**Materials provided**

____________________

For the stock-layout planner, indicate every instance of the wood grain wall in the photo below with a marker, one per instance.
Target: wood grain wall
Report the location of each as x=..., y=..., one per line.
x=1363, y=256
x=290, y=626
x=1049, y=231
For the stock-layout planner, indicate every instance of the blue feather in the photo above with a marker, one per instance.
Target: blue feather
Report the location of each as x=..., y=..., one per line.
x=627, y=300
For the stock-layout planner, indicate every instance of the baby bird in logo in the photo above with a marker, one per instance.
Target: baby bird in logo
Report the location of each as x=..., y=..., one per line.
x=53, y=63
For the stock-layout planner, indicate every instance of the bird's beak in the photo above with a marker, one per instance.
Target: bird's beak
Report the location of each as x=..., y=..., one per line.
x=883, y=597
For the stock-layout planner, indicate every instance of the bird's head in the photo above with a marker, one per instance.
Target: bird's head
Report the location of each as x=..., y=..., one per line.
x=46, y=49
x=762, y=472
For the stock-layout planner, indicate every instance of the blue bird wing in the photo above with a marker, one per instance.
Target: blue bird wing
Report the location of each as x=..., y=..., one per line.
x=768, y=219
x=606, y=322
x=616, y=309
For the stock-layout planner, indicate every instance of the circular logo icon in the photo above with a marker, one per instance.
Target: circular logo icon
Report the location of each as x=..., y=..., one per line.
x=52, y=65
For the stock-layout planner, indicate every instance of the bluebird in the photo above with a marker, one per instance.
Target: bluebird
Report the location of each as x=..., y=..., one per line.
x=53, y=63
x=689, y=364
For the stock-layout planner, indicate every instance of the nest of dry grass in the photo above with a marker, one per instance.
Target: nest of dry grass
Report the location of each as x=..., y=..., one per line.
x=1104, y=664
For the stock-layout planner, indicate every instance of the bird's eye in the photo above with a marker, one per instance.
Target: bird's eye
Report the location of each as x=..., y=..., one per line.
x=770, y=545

____________________

**Your objective**
Reproduce all of the entries above, line for line, without changing a single character.

**Solution to the problem**
For the stock-layout planner, indicate every instance of the wood grain wall in the photo below with a marker, one per instance.
Target: wood grain wall
Report the location of each as x=..., y=..., one per line.
x=1363, y=256
x=290, y=626
x=1049, y=231
For the stock-layout planner, indicate every instance of the blue feather in the photo above with a marker, one per instance.
Target: blue feather
Report the location of each as x=..., y=..., one per line.
x=627, y=300
For the stock-layout planner, indicate every instance of the baby bird in logo in the photo above with a marker, one per instance.
Target: baby bird in logo
Report the location of each as x=..., y=..., one per line.
x=53, y=63
For the stock-layout planner, indicate every instance of the bird's beak in the photo above with a marker, one per instance.
Target: bird's beak
Report the location of each as x=..., y=..., one per line.
x=883, y=597
For the stock-layout planner, indicate every instance of the bird's head in the photo above with a marker, one per instance.
Target: bird's head
Report the location of each as x=..., y=..., one per line.
x=46, y=49
x=762, y=472
For the stock-layout planner, indicate every instance of the blue bird wing in the photo above with a marker, one per instance.
Target: blue bird wing
Report the location of each as x=..., y=..., one per line.
x=768, y=219
x=606, y=322
x=616, y=309
For the stock-layout planner, indicate every instance of the circular logo icon in the photo above with a marker, one per instance.
Target: circular logo icon
Report the location of each as x=..., y=..., one per line.
x=52, y=65
For the stock-layout planner, indicate every instance of the bluebird in the photo above with a marker, one per instance.
Target: bluebird
Report the location of each as x=..., y=..., one per line.
x=53, y=63
x=689, y=364
For the stock-layout planner, indicate every instance of the nest of dry grass in the photo above with a marker, one per instance.
Target: nest of dry grass
Report the location of each as x=..., y=..., one per line.
x=1104, y=664
For the stock-layout planner, indicate every instance of the bird's eye in the photo above with a marker, one per instance.
Target: bird's eye
Report the location of each as x=..., y=..., one per line.
x=770, y=545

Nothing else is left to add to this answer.